→ Text shown:
——————————

In 2017, Studio TNT participated in KNock 2017, an investment attraction briefing session. The series won the Best Project Award at the Pre-Production Bootcamp hosted by the Korea Creative Content Agency in 2018, who selected the series as a domestic animation production support target in 2019. It received much attention both domestically and internationally, including being selected for the EBS Co-Production Contest and advancing to the final stage of the 2018 Asia Animation Summit. (Note: Atttributed to multiple references:) In 2019, Studio TNT signed a global distribution contract with American distributor Ryan Posey through the Kidscreen Summit held in Miami in the United States.

On November 14, 2020, news of Season 2's production was announced through the series' official Twitter account QNA. It was also being co-produced by Mesmor Studios. Four days later on November 18, it was announced that Meta Media Entertainment had been appointed as the worldwide distributor for the series. An English dub was written by Evan Menzel and produced at Tribe Audio, with episodes 1, 4, 16 and 19 being available on Meta Media's website and Toon Goggles. On December 18, 2021, the series began airing at 2 pm every Saturday and Sunday on NET in Indonesia. It was later announced on June 3, 2022 that Season 2 would be broadcast at 7 pm from June 29, 2022 to September 21, 2022. The series was also broadcast on 9 Cartoon and Cartoon Club in Thailand as แก๊งป่วนก๊วนฮีโร่ ("The Hero Gang"). In September 2026, the English dub of the series began airing for the first time on the British/Irish children channel Pop, which also includes episodes unreleased in English beforehand.

Funding for Vincent dolls (in his bat form) and goodies including keyrings, mugs, flip books and stickers was carried out between December 4–31, 2020, a total of 28 days. The target amount was reached on the first day of funding.

==Reception==
Shortly after it aired, the series became popular on Twitter. Studio TNT responded to the reaction with active communication, such as posting a congratulatory message or holding a Q&A to reciprocate the fans' reaction. In addition, nicknames given by fans to some unnamed supporting characters were set as official names.

Between December 1–15, 2022, a survey for the "Best 10 Children's Programs" (including Hero Circle) was created and gained encouraging popularity on EBS Kids and other children's channels.

==Other media==
On February 10, 2021, Hero Circle Run (히어로 써클 런) was released on iPhone and Android. Developed by Studio TNT and Drakemount, it is a horizantal-scrolling platform game where the characters (trapped inside their phones by Papa Cat) run through various levels while using their superpowers. The game was originally planned for release in October 2020. There were also plans to publish a comic adaptation of the series, though there have not been any announcements about said adaptation as of April 2026.

——————————

→ Problem description:
According to the text about the Hero Circle series, on what date was Hero Circle Run released on iPhone and Android?

→ Provided information:
——————————

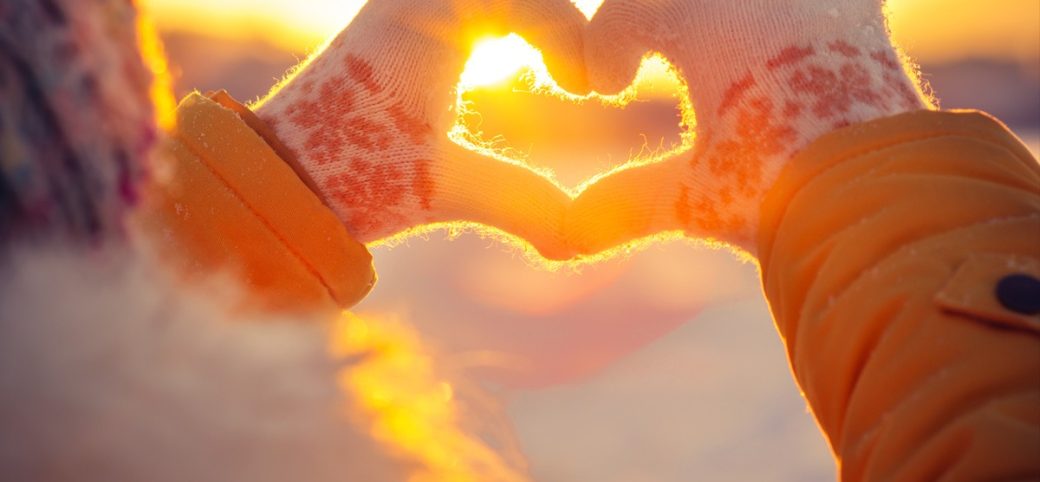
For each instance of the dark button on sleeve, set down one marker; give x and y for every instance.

——————————

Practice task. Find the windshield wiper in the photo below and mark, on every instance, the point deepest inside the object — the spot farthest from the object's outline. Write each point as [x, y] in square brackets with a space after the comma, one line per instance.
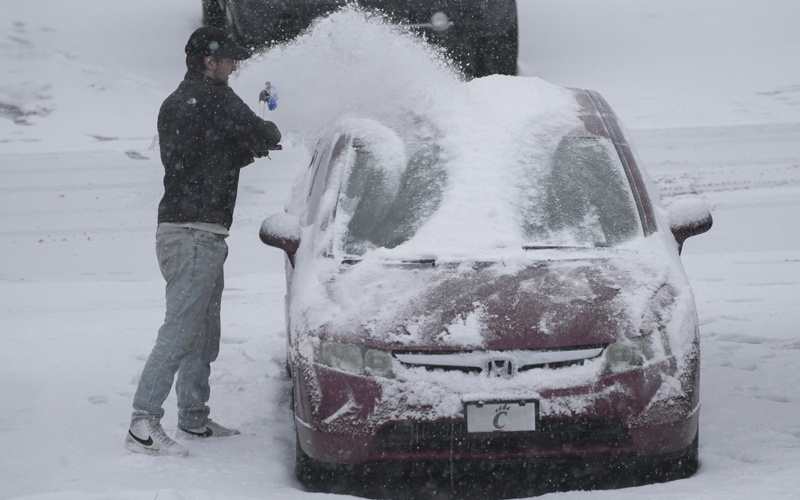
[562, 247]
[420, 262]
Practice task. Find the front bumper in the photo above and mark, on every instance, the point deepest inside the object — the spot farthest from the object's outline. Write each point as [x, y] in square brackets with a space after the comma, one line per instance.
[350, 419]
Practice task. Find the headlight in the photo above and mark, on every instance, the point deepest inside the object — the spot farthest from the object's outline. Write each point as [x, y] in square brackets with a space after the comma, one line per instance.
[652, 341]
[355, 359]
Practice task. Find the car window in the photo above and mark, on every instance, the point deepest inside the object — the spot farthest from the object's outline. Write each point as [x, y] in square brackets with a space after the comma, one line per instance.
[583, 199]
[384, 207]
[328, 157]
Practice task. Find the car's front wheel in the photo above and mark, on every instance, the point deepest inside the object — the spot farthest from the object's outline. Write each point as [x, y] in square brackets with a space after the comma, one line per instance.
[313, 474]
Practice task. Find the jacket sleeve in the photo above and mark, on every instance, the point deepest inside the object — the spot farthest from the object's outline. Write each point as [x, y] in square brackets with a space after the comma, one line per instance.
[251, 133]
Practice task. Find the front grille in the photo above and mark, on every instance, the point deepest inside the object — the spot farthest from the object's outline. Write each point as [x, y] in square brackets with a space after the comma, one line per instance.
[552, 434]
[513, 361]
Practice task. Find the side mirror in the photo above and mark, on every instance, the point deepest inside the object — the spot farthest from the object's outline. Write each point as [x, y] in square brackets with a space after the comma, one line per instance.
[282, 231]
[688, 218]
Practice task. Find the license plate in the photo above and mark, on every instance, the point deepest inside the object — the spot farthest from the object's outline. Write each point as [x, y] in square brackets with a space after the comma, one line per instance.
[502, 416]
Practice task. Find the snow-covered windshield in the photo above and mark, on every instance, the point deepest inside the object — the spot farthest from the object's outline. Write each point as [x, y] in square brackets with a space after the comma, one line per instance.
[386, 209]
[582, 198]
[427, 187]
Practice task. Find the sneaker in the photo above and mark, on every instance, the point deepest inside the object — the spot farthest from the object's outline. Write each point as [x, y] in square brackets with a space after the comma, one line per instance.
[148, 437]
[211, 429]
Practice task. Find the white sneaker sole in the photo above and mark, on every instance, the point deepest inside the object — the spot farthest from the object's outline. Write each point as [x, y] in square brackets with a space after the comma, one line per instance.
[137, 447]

——————————

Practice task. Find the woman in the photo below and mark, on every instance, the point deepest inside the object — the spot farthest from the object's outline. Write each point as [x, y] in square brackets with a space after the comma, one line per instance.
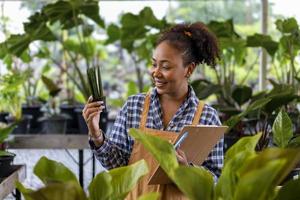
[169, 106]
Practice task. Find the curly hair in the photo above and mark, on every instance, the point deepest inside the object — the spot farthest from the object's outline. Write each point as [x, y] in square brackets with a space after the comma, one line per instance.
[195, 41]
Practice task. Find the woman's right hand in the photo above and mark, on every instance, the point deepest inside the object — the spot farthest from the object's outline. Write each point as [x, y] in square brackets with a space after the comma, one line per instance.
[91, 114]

——————————

→ Completed exercise:
February 10, 2021